In this tutorial, we introduce how to apply DeepSpeed Mixture of Experts (MoE) to NLG models, which reduces the training cost by 5 times and reduce the MoE model size by 3 times (details in our Blog). We use the GPT-3 like models in Megatron-LM framework as the example. Before reading this tutorial, we recommend to first read the tutorials about Mixture of Experts and Megatron-LM GPT pre-training.
You would need to install DeepSpeed v0.6.0 or higher to use the MoE feature. The MoE for NLG model examples are in the Megatron-DeepSpeed repo (currently under the moe branch but later could be merged to main branch).
2. Training NLG+MoE models
2.1. Changes to the model
To apply MoE to the GPT-style model, we made several changes in Megatron framework, mostly in
megatron/model/ where we add the MoE layers into the model.
2.2. Pre-training the Standard MoE model
--num-experts: the number of experts per MoE layer. In our experiments we set it to 128. Larger number of experts tend to provide better convergence, but it’s a diminishing return.
--moe-expert-parallel-size: degree of the MoE expert parallelism. In other words, there will be
num-experts/moe-expert-parallel-size experts on each GPU. Thus
--moe-expert-parallel-size should be no more than both number of GPUs, and
--moe-loss-coeff: scaling coefficient for adding MoE loss to model loss. In our experiments we find that 0.01 is a good setting.
--moe-min-capacity: these configs determine how many tokens can a single expert handle. Larger numbers could lead to better convergence, but would also lead to slower training since the load would be more unbalanced on different experts.
--disable-moe-token-dropping: this will completely remove the limitation of how many tokens can a single expert handle. For the same reason as above, we only recommend using this during inference/eval.
2.3. Pre-training the PR-MoE model
PR-MoE is a new designed MoE models, standing for Pyramid-Residual-MoE, which improves the parameter efficiency up to 3x as compared to standard MoE. Please see our Blog for more details. We provide example training scripts under examples/MoE. There are a few different hyperparameters for PR-MoE model compared to standard MoE:
--num-experts: Instead of providing a single number, to enable Pyramid-MoE, you need to provide a list, whose length is the same as the number of MoE layers. We suggest to use more experts in the latter stage (close to output) of the model.
|---|
▸ **YOUR ASSIGNMENT**
Continue the DeepSpeed MoE tutorial from its last sentence, in the same style.
|---|
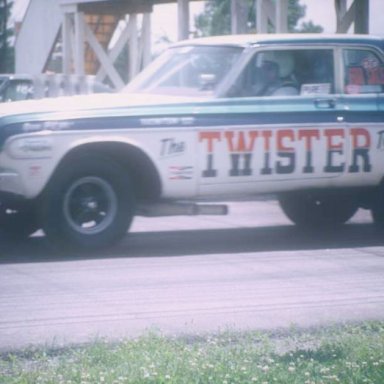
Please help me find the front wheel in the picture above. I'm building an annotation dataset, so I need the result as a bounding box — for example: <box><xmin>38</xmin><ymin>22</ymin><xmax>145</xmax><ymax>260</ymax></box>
<box><xmin>279</xmin><ymin>191</ymin><xmax>358</xmax><ymax>228</ymax></box>
<box><xmin>42</xmin><ymin>157</ymin><xmax>135</xmax><ymax>250</ymax></box>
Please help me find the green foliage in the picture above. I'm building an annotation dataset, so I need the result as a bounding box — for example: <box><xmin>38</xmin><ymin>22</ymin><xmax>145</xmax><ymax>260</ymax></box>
<box><xmin>0</xmin><ymin>0</ymin><xmax>14</xmax><ymax>73</ymax></box>
<box><xmin>195</xmin><ymin>0</ymin><xmax>323</xmax><ymax>36</ymax></box>
<box><xmin>0</xmin><ymin>323</ymin><xmax>384</xmax><ymax>384</ymax></box>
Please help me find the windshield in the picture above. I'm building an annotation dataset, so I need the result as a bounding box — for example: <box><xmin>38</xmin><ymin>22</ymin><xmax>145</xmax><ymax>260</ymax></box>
<box><xmin>123</xmin><ymin>46</ymin><xmax>242</xmax><ymax>96</ymax></box>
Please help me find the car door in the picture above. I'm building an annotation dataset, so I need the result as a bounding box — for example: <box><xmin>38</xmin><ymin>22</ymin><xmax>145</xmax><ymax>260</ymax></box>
<box><xmin>198</xmin><ymin>47</ymin><xmax>348</xmax><ymax>193</ymax></box>
<box><xmin>340</xmin><ymin>46</ymin><xmax>384</xmax><ymax>184</ymax></box>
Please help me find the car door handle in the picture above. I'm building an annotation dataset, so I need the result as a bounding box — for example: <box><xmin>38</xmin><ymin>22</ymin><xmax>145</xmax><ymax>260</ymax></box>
<box><xmin>315</xmin><ymin>98</ymin><xmax>336</xmax><ymax>109</ymax></box>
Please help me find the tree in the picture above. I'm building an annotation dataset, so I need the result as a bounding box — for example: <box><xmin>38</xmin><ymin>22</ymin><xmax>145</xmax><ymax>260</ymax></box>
<box><xmin>0</xmin><ymin>0</ymin><xmax>14</xmax><ymax>73</ymax></box>
<box><xmin>195</xmin><ymin>0</ymin><xmax>323</xmax><ymax>36</ymax></box>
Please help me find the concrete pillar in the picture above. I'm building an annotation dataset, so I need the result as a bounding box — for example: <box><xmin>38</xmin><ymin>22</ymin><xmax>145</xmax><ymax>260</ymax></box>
<box><xmin>177</xmin><ymin>0</ymin><xmax>189</xmax><ymax>40</ymax></box>
<box><xmin>231</xmin><ymin>0</ymin><xmax>248</xmax><ymax>35</ymax></box>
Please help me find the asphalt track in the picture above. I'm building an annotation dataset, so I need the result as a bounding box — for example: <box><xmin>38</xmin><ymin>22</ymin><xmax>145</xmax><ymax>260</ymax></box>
<box><xmin>0</xmin><ymin>200</ymin><xmax>384</xmax><ymax>350</ymax></box>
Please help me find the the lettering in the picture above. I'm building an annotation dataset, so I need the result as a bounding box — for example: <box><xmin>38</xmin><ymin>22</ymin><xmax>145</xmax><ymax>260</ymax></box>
<box><xmin>200</xmin><ymin>128</ymin><xmax>374</xmax><ymax>178</ymax></box>
<box><xmin>160</xmin><ymin>139</ymin><xmax>186</xmax><ymax>156</ymax></box>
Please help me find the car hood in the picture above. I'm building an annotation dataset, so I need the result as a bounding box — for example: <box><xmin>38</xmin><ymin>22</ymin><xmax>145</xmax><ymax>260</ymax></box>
<box><xmin>0</xmin><ymin>93</ymin><xmax>203</xmax><ymax>118</ymax></box>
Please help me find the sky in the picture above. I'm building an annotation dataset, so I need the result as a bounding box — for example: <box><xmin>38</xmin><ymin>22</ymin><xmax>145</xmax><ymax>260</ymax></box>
<box><xmin>13</xmin><ymin>0</ymin><xmax>384</xmax><ymax>41</ymax></box>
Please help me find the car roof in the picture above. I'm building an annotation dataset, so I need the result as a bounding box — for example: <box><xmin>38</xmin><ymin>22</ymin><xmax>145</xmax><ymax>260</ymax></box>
<box><xmin>174</xmin><ymin>33</ymin><xmax>384</xmax><ymax>50</ymax></box>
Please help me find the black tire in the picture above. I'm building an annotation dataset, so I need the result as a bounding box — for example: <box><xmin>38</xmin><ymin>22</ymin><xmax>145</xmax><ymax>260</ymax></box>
<box><xmin>279</xmin><ymin>191</ymin><xmax>358</xmax><ymax>228</ymax></box>
<box><xmin>0</xmin><ymin>203</ymin><xmax>39</xmax><ymax>240</ymax></box>
<box><xmin>42</xmin><ymin>156</ymin><xmax>135</xmax><ymax>250</ymax></box>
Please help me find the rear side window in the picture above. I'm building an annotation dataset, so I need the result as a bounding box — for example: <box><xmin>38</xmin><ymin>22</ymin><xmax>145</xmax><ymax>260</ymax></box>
<box><xmin>343</xmin><ymin>49</ymin><xmax>384</xmax><ymax>94</ymax></box>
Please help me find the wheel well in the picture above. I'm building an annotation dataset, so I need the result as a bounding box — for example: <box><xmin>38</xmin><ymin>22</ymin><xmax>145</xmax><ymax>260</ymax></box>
<box><xmin>51</xmin><ymin>142</ymin><xmax>161</xmax><ymax>200</ymax></box>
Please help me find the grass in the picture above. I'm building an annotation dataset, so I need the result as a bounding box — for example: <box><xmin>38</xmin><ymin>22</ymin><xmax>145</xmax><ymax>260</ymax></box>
<box><xmin>0</xmin><ymin>322</ymin><xmax>384</xmax><ymax>384</ymax></box>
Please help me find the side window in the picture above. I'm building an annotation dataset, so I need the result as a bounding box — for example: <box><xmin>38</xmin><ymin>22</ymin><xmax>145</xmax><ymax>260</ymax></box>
<box><xmin>236</xmin><ymin>49</ymin><xmax>334</xmax><ymax>96</ymax></box>
<box><xmin>343</xmin><ymin>49</ymin><xmax>384</xmax><ymax>94</ymax></box>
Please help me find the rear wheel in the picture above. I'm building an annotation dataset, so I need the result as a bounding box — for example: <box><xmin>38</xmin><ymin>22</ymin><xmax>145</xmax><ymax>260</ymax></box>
<box><xmin>279</xmin><ymin>191</ymin><xmax>358</xmax><ymax>228</ymax></box>
<box><xmin>42</xmin><ymin>156</ymin><xmax>135</xmax><ymax>250</ymax></box>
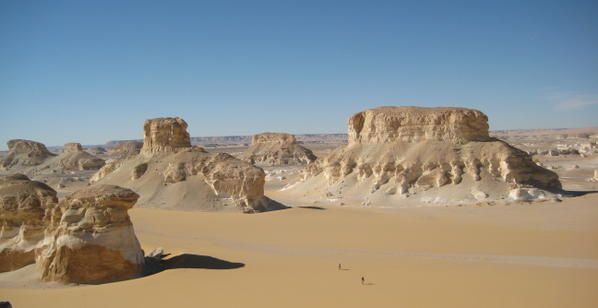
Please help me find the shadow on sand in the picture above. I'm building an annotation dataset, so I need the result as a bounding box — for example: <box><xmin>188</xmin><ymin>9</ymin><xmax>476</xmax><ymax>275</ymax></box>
<box><xmin>298</xmin><ymin>205</ymin><xmax>325</xmax><ymax>211</ymax></box>
<box><xmin>558</xmin><ymin>190</ymin><xmax>598</xmax><ymax>197</ymax></box>
<box><xmin>144</xmin><ymin>253</ymin><xmax>245</xmax><ymax>276</ymax></box>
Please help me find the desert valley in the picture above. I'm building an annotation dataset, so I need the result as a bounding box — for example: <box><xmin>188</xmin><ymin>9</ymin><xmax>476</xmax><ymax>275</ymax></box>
<box><xmin>0</xmin><ymin>106</ymin><xmax>598</xmax><ymax>307</ymax></box>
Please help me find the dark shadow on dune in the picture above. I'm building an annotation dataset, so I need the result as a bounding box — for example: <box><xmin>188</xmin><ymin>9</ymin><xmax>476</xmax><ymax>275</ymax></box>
<box><xmin>558</xmin><ymin>190</ymin><xmax>598</xmax><ymax>197</ymax></box>
<box><xmin>256</xmin><ymin>196</ymin><xmax>291</xmax><ymax>212</ymax></box>
<box><xmin>298</xmin><ymin>205</ymin><xmax>325</xmax><ymax>210</ymax></box>
<box><xmin>143</xmin><ymin>253</ymin><xmax>245</xmax><ymax>276</ymax></box>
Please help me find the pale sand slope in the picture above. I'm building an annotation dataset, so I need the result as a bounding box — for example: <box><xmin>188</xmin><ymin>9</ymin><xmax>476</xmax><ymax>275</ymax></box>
<box><xmin>0</xmin><ymin>194</ymin><xmax>598</xmax><ymax>308</ymax></box>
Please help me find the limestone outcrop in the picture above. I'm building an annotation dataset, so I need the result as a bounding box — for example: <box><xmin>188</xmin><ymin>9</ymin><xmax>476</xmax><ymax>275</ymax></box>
|---|
▸ **EXERCISE RESULT**
--mlp-type: chosen from
[standard, residual]. When it is residual, Residual-MoE is enabled.
In addition to the new hyperparameters above for standard MoE and PR-MoE, for NLG+MoE models we found that it’s helpful to lower the learning rate and increase the learning rate decay duration compared to the base dense model. Details of our tuning can be found in the example training scripts.
Regarding training data, we are not able to release our internal data but any public data for Megatron-LM pre-training can be directly used to train MoE models (with the caveat that it might not provide the exact same model quality as in our experiments). For example, we evaluated The Pile dataset (pile.eleuther.ai, github.com/EleutherAI/the-pile) for both dense and MoE models. Table 1 below shows that this public data provides similar evaluation results as our internal data.
|Model size||LAMBADA: completion prediction||PIQA: commonsense reasoning||BoolQ: reading comprehension||RACE-h: reading comprehension||TriviaQA: question answering||WebQs: question answering|
|350M, internal data||0.5203||0.6931||0.5364||0.3177||0.0321||0.0157|
|350M, public Pile||0.5106||0.6589||0.5933||0.3196||0.0257||0.0064|
|Standard MoE NLG:|
|350M+MoE-128, internal data||0.6270||0.7459||0.6046||0.3560||0.1658||0.0517|
|350M+MoE-128, public Pile||0.6128||0.7323||0.6040||0.3349||0.1111||0.0335|
|350M+MoE-128, internal data||0.6365||0.7399||0.5988||0.3569||0.1630||0.0473|
Table 1: Zero-shot evaluation results (last six columns) for different dense and MoE NLG models. All zero-shot evaluation results use the accuracy metric.